Exercise directions -> Which lines of the records contain the word "tire"? Copy each one.

Data excerpts ->
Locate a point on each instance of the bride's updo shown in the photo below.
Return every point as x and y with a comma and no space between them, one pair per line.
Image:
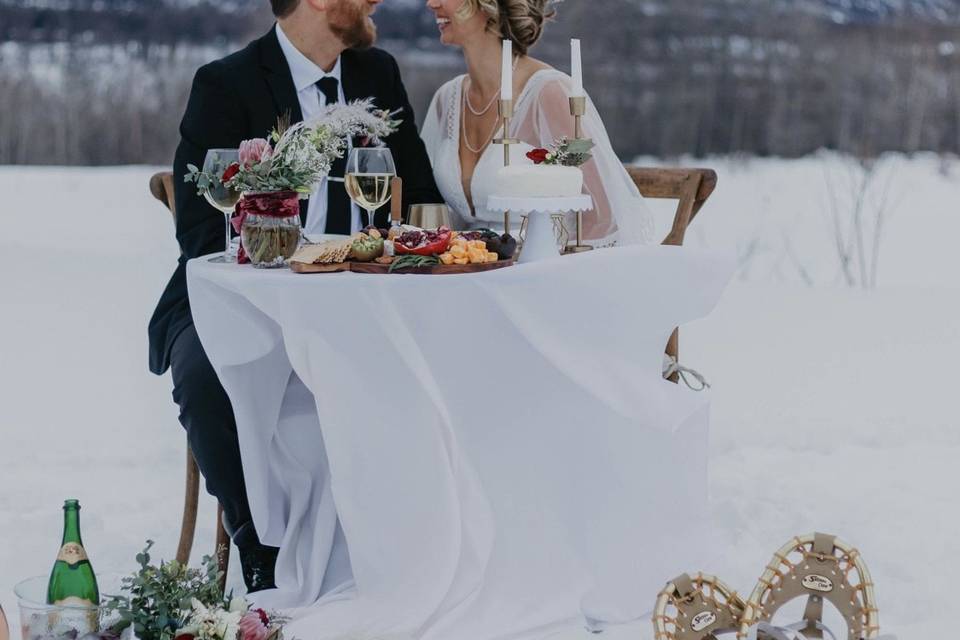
520,21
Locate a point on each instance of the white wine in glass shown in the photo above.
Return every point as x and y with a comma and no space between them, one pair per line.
218,196
370,171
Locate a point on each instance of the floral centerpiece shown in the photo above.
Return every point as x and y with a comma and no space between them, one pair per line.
170,601
564,152
274,173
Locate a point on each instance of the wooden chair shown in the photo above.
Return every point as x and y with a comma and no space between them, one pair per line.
692,187
161,186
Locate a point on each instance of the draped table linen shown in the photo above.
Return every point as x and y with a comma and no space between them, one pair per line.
467,457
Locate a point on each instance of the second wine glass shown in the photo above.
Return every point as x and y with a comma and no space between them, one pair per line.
220,197
368,177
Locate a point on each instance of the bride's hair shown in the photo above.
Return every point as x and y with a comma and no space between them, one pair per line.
520,21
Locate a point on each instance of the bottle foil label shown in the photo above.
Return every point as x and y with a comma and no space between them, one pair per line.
72,553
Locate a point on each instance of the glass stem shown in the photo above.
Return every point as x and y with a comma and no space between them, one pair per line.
226,250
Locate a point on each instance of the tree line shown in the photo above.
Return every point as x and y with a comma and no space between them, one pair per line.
699,78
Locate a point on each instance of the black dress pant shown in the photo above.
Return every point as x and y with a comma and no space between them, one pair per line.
206,414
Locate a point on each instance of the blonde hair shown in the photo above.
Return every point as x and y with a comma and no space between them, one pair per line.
520,21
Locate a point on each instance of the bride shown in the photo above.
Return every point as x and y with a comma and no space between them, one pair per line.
463,121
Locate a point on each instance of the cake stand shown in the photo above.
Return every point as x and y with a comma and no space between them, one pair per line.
540,242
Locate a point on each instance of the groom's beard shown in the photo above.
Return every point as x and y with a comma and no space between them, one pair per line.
350,23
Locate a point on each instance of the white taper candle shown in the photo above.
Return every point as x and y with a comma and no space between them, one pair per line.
506,72
577,65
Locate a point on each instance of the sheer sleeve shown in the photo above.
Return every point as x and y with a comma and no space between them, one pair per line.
432,125
620,215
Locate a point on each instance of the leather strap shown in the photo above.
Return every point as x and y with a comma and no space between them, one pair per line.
823,544
684,585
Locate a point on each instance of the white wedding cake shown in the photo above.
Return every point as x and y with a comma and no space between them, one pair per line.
538,181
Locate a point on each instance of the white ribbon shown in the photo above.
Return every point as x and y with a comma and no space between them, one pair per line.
671,366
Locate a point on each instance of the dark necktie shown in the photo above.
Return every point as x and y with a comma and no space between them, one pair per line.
338,202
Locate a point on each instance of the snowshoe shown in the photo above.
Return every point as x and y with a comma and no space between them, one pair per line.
820,568
697,608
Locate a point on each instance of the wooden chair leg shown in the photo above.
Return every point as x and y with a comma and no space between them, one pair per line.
189,524
223,550
673,349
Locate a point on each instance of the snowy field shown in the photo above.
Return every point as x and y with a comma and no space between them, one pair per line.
834,406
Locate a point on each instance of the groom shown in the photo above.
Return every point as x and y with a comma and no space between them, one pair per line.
319,53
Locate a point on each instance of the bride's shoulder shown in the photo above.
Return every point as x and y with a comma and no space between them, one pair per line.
548,84
448,91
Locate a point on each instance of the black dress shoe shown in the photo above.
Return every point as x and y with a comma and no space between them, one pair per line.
257,561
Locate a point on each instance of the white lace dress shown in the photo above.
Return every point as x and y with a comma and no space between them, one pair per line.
541,116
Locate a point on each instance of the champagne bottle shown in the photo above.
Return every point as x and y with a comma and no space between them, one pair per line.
72,581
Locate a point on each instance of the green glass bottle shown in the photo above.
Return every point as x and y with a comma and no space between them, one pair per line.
72,581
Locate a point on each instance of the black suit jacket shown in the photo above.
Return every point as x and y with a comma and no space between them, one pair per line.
240,97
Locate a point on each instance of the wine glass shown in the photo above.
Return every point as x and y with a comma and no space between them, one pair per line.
370,171
219,196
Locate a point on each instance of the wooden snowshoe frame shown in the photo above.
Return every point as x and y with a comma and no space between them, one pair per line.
817,567
696,608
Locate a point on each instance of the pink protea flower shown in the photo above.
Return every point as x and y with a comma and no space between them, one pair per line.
254,151
253,626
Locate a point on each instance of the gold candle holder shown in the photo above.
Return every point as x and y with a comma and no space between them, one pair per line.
578,108
506,115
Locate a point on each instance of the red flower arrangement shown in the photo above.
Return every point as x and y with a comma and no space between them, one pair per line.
539,156
231,171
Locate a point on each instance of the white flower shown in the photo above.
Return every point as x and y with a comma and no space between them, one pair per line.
239,604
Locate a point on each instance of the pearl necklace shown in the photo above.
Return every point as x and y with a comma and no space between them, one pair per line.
496,124
466,93
487,140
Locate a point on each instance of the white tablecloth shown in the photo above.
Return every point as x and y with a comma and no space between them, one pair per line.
499,448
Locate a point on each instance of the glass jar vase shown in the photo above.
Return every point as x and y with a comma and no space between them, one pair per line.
269,227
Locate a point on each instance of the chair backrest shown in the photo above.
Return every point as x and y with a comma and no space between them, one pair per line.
691,187
161,186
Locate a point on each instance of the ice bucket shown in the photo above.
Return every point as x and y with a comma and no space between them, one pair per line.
42,621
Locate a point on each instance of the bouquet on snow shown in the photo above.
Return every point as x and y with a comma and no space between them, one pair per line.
173,602
274,173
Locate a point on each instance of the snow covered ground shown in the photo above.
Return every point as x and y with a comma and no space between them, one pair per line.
834,407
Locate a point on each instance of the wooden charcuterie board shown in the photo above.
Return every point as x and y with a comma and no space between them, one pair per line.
373,267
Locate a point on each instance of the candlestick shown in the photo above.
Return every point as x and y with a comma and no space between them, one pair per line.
506,71
506,114
578,108
576,69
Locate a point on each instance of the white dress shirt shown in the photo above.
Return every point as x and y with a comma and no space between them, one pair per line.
306,74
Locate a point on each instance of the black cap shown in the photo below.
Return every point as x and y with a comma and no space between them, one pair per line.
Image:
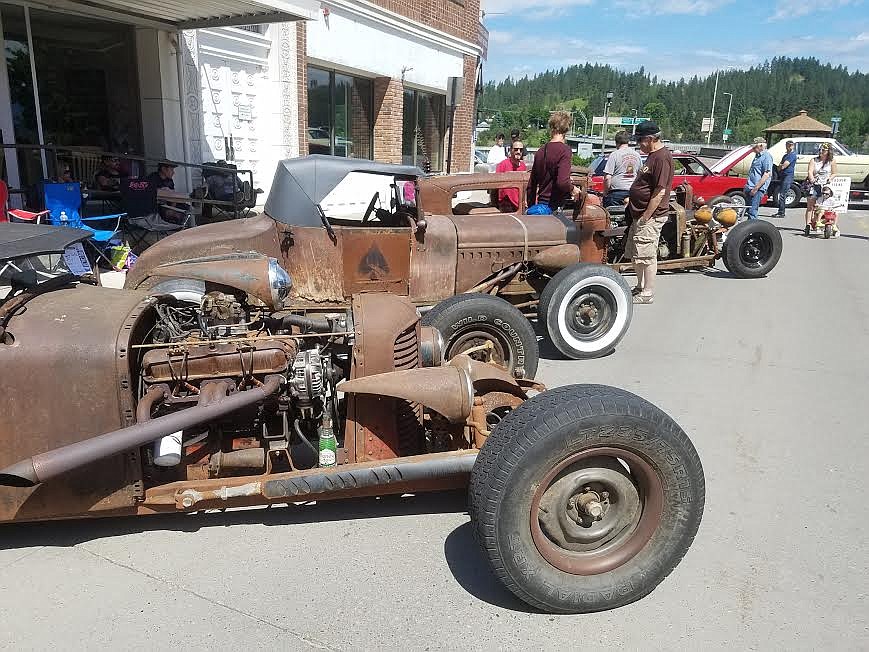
647,128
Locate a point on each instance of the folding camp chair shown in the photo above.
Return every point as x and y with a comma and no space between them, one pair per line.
144,221
15,214
63,201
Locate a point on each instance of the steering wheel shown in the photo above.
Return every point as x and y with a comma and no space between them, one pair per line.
370,208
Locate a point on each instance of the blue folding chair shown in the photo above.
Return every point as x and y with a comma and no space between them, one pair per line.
65,198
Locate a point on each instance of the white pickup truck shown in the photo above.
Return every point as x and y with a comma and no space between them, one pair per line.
851,165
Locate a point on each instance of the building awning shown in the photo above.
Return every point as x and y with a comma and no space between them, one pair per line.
187,14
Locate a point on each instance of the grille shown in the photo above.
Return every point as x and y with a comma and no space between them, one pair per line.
408,416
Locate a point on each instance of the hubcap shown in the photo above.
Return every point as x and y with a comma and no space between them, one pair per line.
591,514
489,347
756,250
591,313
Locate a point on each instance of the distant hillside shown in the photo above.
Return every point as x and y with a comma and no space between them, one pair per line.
762,96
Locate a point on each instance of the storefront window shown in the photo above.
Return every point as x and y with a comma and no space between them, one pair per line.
424,130
339,114
87,89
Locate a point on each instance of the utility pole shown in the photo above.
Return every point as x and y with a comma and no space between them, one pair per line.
712,115
606,113
729,104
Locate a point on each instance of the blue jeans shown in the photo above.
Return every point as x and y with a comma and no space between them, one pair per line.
753,201
783,188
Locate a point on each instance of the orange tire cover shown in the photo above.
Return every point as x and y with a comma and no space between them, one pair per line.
727,217
703,214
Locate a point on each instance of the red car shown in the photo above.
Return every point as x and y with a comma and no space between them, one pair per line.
707,182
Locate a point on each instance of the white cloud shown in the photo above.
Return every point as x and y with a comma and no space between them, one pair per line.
786,9
523,7
694,7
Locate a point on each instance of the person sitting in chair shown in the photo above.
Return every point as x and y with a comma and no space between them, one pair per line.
163,177
108,177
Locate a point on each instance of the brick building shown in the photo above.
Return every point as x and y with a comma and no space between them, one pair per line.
373,80
250,82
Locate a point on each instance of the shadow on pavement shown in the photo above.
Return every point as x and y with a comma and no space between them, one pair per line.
65,534
801,232
471,570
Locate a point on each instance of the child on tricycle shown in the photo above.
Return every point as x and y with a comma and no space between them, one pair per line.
825,215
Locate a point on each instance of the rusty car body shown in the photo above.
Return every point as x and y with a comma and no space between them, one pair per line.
427,249
120,402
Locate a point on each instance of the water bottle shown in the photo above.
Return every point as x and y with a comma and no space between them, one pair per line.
328,443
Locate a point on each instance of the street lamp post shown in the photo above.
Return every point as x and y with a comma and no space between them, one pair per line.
606,113
727,120
712,115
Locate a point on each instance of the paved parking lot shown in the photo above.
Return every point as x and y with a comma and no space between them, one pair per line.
770,379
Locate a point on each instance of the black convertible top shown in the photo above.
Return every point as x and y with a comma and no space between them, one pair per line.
22,240
300,184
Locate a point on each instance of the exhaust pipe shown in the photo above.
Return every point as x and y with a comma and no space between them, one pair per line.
45,466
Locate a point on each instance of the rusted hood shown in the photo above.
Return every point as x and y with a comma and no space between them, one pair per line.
258,233
506,230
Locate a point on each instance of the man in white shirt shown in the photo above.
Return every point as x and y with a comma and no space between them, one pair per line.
497,153
621,169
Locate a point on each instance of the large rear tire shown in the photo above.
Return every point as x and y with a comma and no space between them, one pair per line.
585,497
587,310
469,321
752,249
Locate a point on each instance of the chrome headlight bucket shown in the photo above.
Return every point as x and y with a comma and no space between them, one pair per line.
279,283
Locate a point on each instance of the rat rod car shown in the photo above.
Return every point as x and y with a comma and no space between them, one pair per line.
691,239
119,403
427,248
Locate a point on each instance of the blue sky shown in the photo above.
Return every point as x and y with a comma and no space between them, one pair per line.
671,38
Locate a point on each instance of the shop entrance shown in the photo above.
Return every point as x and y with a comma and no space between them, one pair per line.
67,81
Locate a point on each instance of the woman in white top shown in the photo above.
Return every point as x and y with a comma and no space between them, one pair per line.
822,168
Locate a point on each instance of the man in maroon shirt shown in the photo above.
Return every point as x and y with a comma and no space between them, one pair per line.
550,185
508,198
648,208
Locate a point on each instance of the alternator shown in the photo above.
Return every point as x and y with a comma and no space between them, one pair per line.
308,385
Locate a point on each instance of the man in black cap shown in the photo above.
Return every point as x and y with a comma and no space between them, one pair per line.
648,209
162,178
786,169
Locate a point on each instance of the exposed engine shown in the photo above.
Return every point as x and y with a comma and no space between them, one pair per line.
196,354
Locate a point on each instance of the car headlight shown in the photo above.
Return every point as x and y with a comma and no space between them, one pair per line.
279,283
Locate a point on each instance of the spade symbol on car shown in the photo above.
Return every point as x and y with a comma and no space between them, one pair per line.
373,264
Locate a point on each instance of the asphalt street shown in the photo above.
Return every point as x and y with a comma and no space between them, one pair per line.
769,377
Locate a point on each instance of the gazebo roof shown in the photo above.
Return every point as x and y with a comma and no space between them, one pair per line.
800,124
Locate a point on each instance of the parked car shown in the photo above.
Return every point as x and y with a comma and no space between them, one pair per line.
432,248
706,181
117,403
848,164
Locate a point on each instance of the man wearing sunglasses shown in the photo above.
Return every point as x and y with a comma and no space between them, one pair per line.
648,209
508,198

Output of the exercise ->
Locate a point on each instance of the orange tire cover shown in the photo above.
Locate a point on each instance of the large rear tire shown in the photo above.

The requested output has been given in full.